Coordinate annotation items
========
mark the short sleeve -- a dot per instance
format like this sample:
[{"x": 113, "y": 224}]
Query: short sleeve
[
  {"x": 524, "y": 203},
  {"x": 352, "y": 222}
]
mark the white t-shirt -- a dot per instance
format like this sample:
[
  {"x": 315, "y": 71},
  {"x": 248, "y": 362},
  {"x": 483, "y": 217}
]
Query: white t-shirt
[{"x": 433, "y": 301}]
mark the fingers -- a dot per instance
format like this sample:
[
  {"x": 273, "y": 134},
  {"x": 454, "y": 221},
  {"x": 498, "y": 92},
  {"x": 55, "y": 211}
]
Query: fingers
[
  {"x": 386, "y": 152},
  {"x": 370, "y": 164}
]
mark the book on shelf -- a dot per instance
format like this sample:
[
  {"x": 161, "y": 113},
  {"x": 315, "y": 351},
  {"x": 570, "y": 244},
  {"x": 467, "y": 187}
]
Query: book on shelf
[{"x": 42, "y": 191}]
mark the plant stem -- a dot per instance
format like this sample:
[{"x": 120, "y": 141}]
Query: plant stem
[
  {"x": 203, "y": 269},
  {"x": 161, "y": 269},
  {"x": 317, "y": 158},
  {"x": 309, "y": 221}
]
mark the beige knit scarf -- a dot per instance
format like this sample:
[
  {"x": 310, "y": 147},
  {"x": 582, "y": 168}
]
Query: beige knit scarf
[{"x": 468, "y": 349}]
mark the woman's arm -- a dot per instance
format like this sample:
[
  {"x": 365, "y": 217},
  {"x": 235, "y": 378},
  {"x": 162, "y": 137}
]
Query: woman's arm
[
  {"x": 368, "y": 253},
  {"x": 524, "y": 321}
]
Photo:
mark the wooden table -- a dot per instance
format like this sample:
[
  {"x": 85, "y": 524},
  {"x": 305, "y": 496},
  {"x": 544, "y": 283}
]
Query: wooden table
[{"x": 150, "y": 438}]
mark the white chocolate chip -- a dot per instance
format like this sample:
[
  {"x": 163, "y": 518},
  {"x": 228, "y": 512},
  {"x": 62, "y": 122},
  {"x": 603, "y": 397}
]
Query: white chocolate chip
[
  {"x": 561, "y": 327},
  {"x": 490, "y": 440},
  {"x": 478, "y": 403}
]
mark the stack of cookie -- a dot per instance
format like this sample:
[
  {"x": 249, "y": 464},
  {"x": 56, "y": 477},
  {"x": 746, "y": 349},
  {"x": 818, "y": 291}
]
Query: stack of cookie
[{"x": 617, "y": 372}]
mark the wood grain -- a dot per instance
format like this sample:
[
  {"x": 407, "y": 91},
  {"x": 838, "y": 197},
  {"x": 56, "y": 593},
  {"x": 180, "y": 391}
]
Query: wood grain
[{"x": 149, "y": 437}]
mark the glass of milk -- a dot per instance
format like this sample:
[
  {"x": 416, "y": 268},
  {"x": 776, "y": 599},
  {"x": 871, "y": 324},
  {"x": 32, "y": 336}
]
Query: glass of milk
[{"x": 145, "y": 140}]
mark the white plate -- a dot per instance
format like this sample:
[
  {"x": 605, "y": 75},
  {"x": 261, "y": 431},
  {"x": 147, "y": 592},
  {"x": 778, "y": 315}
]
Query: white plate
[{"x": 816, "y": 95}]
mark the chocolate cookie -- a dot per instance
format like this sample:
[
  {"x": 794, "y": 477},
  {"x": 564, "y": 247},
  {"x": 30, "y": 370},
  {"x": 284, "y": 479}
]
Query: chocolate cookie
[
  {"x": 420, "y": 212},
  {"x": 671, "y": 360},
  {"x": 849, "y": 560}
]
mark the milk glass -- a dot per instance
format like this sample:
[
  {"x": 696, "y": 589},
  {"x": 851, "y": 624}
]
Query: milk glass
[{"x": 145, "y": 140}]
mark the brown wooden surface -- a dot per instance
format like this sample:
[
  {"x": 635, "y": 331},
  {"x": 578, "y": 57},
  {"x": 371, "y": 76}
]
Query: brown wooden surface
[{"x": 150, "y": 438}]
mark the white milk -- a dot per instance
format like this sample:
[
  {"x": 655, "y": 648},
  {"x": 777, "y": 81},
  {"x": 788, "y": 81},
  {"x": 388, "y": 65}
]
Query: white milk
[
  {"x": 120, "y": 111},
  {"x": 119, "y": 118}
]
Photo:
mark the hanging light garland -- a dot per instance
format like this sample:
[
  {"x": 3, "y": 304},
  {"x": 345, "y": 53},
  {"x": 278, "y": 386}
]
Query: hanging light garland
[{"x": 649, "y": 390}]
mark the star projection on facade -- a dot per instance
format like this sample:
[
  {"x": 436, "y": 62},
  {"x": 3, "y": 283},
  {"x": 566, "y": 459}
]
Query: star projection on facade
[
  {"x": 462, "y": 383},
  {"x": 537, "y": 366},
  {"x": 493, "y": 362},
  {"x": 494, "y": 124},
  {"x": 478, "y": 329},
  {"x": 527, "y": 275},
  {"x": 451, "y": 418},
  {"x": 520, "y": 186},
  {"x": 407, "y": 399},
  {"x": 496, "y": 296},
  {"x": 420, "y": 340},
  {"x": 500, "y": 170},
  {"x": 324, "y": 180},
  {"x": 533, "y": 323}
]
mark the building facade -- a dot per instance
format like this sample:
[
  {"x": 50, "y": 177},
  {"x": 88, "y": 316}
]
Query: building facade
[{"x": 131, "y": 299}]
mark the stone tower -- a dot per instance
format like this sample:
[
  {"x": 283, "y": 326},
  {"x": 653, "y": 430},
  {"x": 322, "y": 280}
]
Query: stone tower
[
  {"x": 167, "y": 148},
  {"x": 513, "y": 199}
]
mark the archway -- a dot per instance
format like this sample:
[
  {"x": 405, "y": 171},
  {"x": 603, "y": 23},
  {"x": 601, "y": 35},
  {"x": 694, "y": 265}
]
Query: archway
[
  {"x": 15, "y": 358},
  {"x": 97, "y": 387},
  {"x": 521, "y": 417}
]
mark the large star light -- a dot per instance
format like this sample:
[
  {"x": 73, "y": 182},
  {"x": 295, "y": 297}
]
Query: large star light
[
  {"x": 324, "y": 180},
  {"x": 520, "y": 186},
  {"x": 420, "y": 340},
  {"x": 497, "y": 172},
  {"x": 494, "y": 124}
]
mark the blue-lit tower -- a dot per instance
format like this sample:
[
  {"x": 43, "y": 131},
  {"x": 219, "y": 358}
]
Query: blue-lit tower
========
Can you copy every line from the one containing "mark the white milk -- a dot per instance" down through the last line of the items above, reproducing each line character for character?

◆ **Task output**:
mark the white milk -- a dot per instance
format like this sample:
[
  {"x": 655, "y": 648},
  {"x": 777, "y": 81},
  {"x": 788, "y": 81},
  {"x": 388, "y": 65}
]
Query: white milk
[
  {"x": 120, "y": 111},
  {"x": 119, "y": 118}
]
Photo:
mark the hanging light garland -- a dot per instance
format like this sample:
[
  {"x": 3, "y": 304},
  {"x": 345, "y": 53},
  {"x": 278, "y": 386}
]
Query: hanging light garland
[{"x": 649, "y": 390}]
mark the star projection on facade -- a dot per instance
format like this sample:
[
  {"x": 436, "y": 62},
  {"x": 3, "y": 283},
  {"x": 566, "y": 459}
]
Query: star projection on facade
[
  {"x": 462, "y": 383},
  {"x": 537, "y": 366},
  {"x": 493, "y": 362},
  {"x": 494, "y": 124},
  {"x": 478, "y": 329},
  {"x": 527, "y": 275},
  {"x": 451, "y": 418},
  {"x": 520, "y": 186},
  {"x": 407, "y": 399},
  {"x": 496, "y": 296},
  {"x": 420, "y": 340},
  {"x": 500, "y": 170},
  {"x": 324, "y": 180},
  {"x": 533, "y": 323}
]
mark the building facade -- a dot per instance
format like this sample:
[
  {"x": 50, "y": 177},
  {"x": 88, "y": 316}
]
Query: building facade
[{"x": 131, "y": 299}]
mark the stone tower -- a dot per instance
format like this sample:
[
  {"x": 283, "y": 326},
  {"x": 653, "y": 430},
  {"x": 322, "y": 280}
]
Query: stone tower
[
  {"x": 167, "y": 148},
  {"x": 513, "y": 199}
]
mark the archway -- a dot per instance
format like this sample:
[
  {"x": 405, "y": 171},
  {"x": 603, "y": 23},
  {"x": 601, "y": 35},
  {"x": 694, "y": 265}
]
Query: archway
[
  {"x": 15, "y": 358},
  {"x": 97, "y": 387},
  {"x": 521, "y": 417}
]
mark the large star light -- a dot per instance
format like this sample:
[
  {"x": 73, "y": 182},
  {"x": 295, "y": 297}
]
Query: large star light
[
  {"x": 324, "y": 180},
  {"x": 520, "y": 186},
  {"x": 420, "y": 340},
  {"x": 497, "y": 172},
  {"x": 494, "y": 124}
]
mark the blue-lit tower -- a dot per instance
format like this sample:
[
  {"x": 43, "y": 131},
  {"x": 219, "y": 358}
]
Query: blue-lit tower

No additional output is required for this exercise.